:: Köşe yazısı ::
TGRT’NİN ASKERLERİ!..

  • 30.3.2013

TGRT’NİN ASKERLERİ!..

Metin Özer/ HABERVİTRİNİ

Son yazımda biliyorsunuz Demirel’in mektuplarını yazmıştım.
Orada Demirel’in beni görevden aldırmak için nasıl çabaladığını belge ve şahitleriyle aktardım.
Aradan bir hafta geçti.
Güniz Sokak’tan tık çıkmadı.
Demirel’in görevden aldırmak istediği tek gazetecinin ben olduğumu sanıyordum.
Yanılmışım.
Demirel, dönemin İHA Genel Müdürü Fevzi Kahraman’ı da görevden aldırmak için Enver Abi’ye telefon etmiş.
Gerçi Fevzi Bey’in olayı biraz daha kapsamlı ve bir ekip çalışması ama yine Demirel işin içerisinde.
Bu arada bir konuya açıklık getirmek isterim.
İhlas Finans mudilerinin bir kısmı bana sürekli sorular yöneltiyor.
Sorular hiç bilmediğim ve hayatımda anlamadığın konular.
Ben bu sorulara cevap vermeyince de, “Hah. Tamam. Metin Bey sorularımıza cevap veremedi” deyip mesaj üstüne mesaj yolluyor.
Soruların da hepsi İhlas Finans ile alakalı.
Sevgili arkadaşlar!..
Ben finanstan ne anlarım?
Ben bir gazeteciyim.
Hayatım boyunca da finans işinden hiç çakmadım.
Çakmadığım için de kendi adıma bir şey sahibi olamadım.
Ömrüm cumhurbaşkanları ve başbakanlarla geçti.
Bakanların ‘abi’ dediği bir insanım.
Bu geniş çevreme rağmen halen bir evim bile yok.
18 yaşındaki oğlumdan 4 yaş küçük bir arabam var.
Şahsıma ait ne malım ne de bir mülküm var.
Pardon. Özür dilerim.
Bir mülküm var.
İhlas’ın Kuzuluk’taki tesisinde bir devre mülküm var.
Her ay sonu, “Habervitrini’ni kapatır mıyım, kapatmaz mıyım?” diye papatya falı açıyorum.
Siz böyle bir adama “temettü” sorusu soruyorsunuz.
Allah aşkına ben temettüden ne anlarım.
Siz sorunca işimi gücümü bırakıp Türk Dil Kurumu’nun sözlüğüne bakıp öğreniyorum.
Böyle bir insana hortumculuk sorusu yöneltiyorsunuz.
Siz, “hortum” deyince benim aklıma çocukluğumda bahçeyi suladığım hortum geliyor.
Başka da bir hortum zaten bilmem, hiç de görmedim.
Emin olun o nakarat gibi tekrarladığınız hortumlamadan Enver Abi’nin anladığı benim hortumdan anladığımdır.

:: Görevin amacı ::
Demirel ve İhlas Finans mudileriyle ilgili köşe yazısının devamını, son cümlesinden sonrasını getirerek yazın.

:: Toplanan veriler ::

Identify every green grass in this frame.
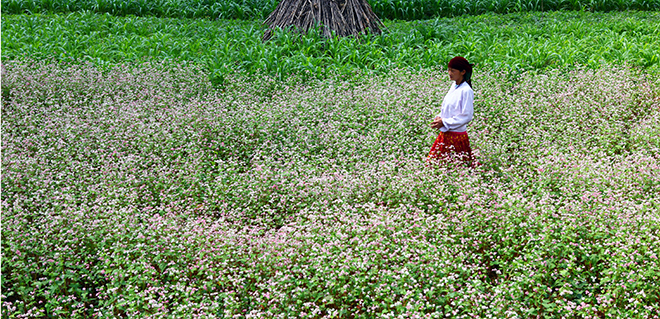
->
[2,12,660,80]
[2,0,660,20]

:: Nihai sonuç ::
Neyse!..
Dönelim esas konumuza..
Ben 28 Şubat’ta yaşadıklarımı aktardıkça okuyanlar büyük şok yaşıyor.
Bizler o şokları canlı canlı yaşadık.
28 Şubat, 12 Eylül gibi sadece tek bir TV kanalının olduğu bir dönem değildi.
12 Eylül’de askerler TRT’yi kuşatıp bildirilerini radyodan okur ve ihtilal yaptıklarını herkese haber verirdi.
28 Şubat’ta çok sayıda özel TV kanalı ve radyo vardı.
28 Şubat cuntası bunu da düşünmüş.
Karargahta planlama yapmışlar.
O süreçte Enver Abi’yi 2-3 ayda bir Ankara’ya çağırıp müthiş baskı yapıyorlardı.
Her toplantıda TGRT’nin “Huzura doğru” programı ve Türkiye Gazetesi’nin orta sayfası masaya yatırılıyor, bunların kaldırılması için nezaket sınırlarının dışına çıkılıyordu.
Enver Abi bu baskılardan o kadar bunaldı ki…
Sonunda hastalandı.
O baskıları ve içeride konuşulanları ayrıca kaleme alacağım.
İnanın siniriniz yerinden oynayacak.
Enver Abi,
her seferinde kendini ve kurumunu savunuyor ama nafile.
Cuntacılar bunları dinlemiyor bile.
Yine bu toplantıların birinde Enver Abi dayanamadı patladı:
-Buyrun TGRT’yi size vereyim ama bir şartla; gazetenin orta sayfasına dokundurtmam.
TGRT
ile ilgili yazımda zaten bunu ayrıntısıyla aktarmıştım.
TGRT’yi veren Enver Abi, gazetesini ve orta sayfayı ancak böyle kurtarabildi.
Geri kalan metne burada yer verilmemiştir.